Problem 1 >> Write out the section of the Raymond Creekmore passage from "Creekmore was an American" up to and including "America's local shores.".
Problem 2 >> According to the Raymond Creekmore passage, how long did Creekmore spend in Mexico in 1933?

Provided passage >>
-.-.-

Raymond Creekmore (May 5, 1905 - May 1984) was a prolific artist, writer and sailboat designer.

Creekmore was an American artist who, in the beginning of his career, "wandered" extensively, using his experiences in observation and his direct and expressive draftsmanship as vehicles to bring the sensitivity and ways of life in foreign lands to America's local shores.

Creekmore was born in Portsmouth, Virginia. He moved to Baltimore, Maryland, graduating from the Maryland Institute School of Mechanical Arts (now "MICA") in 1930. During his days as an art student, he became friends with another student artist, Leonard Bahr and they shared a studio for a while as well as a love of sailing, and remained lifelong friends. Creekmore was an easy-going student with a great sense of humor. After graduation in 1930, he worked his way through Europe with a sketch pad, and in 1933, spent five months in Mexico. By 1936, he set out again "on a shoestring" with his sketch pad as means of support. He stayed in villages in Japan, India, Mongolia, and China, and kept illustrated journals.

-.-.-

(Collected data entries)
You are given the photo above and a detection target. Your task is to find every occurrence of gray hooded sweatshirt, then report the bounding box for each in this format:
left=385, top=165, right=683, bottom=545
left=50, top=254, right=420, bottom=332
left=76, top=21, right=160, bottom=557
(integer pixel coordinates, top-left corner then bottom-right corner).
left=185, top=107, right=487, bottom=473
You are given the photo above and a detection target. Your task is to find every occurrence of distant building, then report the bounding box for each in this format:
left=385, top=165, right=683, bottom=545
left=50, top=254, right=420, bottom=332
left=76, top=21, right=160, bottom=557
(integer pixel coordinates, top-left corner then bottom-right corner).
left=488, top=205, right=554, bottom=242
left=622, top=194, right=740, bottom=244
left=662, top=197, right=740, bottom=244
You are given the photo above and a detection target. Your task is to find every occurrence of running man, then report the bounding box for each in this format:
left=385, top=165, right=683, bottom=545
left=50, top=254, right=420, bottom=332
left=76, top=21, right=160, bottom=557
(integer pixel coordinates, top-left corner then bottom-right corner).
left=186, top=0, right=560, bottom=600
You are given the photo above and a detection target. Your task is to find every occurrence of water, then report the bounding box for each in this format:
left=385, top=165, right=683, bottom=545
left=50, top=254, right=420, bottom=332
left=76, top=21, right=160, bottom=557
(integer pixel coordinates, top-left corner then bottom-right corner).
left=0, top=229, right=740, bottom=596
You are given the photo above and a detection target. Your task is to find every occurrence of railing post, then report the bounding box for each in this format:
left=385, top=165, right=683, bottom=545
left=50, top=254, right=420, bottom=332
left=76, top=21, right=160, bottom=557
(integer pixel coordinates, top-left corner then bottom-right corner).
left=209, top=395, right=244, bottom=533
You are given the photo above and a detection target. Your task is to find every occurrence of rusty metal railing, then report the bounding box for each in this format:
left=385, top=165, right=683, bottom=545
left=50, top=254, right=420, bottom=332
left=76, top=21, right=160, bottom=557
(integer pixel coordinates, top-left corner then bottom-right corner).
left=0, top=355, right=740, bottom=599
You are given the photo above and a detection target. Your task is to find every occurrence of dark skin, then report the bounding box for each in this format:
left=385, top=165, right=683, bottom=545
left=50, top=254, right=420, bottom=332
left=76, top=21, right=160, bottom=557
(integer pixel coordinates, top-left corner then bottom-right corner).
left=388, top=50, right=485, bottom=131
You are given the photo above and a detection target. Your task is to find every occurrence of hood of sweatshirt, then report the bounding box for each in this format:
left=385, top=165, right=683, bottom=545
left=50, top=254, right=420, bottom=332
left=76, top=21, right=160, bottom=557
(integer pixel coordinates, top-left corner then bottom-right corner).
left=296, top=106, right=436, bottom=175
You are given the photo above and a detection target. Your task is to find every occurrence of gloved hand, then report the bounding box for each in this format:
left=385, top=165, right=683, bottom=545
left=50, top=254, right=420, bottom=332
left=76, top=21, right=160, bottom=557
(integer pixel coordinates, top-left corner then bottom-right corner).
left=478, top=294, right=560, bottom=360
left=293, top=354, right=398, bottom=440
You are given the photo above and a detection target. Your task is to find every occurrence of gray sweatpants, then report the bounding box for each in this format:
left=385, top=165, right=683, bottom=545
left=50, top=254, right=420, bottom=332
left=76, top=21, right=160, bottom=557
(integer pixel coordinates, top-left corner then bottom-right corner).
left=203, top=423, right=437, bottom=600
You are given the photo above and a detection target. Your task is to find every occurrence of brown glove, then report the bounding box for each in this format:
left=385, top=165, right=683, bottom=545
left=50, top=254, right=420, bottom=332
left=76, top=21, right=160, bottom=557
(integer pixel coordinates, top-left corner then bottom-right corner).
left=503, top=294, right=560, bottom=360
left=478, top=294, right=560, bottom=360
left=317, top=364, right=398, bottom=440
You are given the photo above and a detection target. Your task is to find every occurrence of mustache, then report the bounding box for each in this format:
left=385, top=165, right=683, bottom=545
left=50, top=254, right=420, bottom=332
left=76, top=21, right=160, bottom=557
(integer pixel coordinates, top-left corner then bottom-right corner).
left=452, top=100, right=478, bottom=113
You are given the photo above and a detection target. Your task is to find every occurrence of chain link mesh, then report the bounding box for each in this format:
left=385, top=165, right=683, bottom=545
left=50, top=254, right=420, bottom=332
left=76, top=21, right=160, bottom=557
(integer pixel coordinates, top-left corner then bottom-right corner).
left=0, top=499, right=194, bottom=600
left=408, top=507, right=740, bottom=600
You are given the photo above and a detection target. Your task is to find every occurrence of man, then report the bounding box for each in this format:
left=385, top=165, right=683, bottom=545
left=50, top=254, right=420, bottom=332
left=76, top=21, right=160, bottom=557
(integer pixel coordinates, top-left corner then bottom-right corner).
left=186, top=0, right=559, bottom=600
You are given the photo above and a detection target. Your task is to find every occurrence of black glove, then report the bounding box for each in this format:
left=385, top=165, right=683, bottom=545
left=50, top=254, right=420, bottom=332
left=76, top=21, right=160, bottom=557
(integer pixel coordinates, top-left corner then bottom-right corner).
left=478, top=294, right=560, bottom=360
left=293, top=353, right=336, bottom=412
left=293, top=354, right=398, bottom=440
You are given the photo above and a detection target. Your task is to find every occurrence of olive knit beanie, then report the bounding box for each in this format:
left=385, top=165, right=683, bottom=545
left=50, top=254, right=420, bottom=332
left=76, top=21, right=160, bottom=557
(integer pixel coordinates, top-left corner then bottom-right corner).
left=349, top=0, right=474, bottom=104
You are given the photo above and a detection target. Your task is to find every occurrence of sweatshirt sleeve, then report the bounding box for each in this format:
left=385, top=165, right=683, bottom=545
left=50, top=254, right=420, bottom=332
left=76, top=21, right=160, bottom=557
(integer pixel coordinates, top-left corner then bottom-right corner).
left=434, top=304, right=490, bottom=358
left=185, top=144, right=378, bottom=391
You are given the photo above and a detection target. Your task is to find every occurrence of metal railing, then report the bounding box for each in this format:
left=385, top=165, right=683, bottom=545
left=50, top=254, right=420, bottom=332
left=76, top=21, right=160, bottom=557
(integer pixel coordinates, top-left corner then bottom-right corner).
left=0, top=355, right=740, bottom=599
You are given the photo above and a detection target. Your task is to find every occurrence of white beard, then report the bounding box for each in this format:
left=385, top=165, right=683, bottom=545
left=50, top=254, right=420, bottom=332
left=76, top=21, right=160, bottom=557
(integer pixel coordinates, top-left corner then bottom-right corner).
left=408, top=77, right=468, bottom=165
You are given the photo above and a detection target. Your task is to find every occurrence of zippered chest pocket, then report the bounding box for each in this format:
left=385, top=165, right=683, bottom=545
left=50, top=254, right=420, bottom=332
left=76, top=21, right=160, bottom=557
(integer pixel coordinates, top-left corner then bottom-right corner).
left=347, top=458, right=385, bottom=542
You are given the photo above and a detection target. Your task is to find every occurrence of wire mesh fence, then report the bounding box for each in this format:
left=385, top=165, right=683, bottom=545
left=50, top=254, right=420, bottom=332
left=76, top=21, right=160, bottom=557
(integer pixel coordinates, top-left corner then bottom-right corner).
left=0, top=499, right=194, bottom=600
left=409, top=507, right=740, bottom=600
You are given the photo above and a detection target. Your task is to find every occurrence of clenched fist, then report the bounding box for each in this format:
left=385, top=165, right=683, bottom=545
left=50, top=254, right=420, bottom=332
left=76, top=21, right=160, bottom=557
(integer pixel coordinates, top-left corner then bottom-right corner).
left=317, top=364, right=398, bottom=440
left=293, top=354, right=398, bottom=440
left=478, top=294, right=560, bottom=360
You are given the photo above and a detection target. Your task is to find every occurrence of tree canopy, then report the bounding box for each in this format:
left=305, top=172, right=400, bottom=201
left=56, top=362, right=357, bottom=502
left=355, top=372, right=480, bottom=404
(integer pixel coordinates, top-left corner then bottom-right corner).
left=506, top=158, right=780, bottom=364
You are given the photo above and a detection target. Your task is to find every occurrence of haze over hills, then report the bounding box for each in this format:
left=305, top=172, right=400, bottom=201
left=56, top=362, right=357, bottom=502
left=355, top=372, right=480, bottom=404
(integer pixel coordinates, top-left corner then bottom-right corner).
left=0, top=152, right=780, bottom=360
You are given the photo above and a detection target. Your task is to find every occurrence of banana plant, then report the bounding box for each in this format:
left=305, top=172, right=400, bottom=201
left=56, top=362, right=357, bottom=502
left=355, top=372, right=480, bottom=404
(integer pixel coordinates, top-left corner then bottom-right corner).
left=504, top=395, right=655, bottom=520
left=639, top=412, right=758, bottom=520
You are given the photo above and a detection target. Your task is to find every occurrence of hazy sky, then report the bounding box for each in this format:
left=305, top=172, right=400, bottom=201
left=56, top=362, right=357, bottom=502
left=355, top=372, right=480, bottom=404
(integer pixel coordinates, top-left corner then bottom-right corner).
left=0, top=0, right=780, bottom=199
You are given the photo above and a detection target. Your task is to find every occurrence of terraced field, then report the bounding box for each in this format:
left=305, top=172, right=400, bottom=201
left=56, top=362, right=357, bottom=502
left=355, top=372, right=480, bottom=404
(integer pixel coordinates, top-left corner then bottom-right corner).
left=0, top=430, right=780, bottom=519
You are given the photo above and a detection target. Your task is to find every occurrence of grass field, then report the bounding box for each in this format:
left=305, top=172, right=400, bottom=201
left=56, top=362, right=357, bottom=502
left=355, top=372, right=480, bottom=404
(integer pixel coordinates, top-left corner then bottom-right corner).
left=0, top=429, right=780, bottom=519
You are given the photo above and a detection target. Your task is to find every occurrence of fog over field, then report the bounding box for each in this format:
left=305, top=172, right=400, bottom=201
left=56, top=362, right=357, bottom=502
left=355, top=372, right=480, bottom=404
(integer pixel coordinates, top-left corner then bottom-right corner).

-.-.-

Answer space 1 >>
Creekmore was an American artist who, in the beginning of his career, "wandered" extensively, using his experiences in observation and his direct and expressive draftsmanship as vehicles to bring the sensitivity and ways of life in foreign lands to America's local shores.

Answer space 2 >> Five months.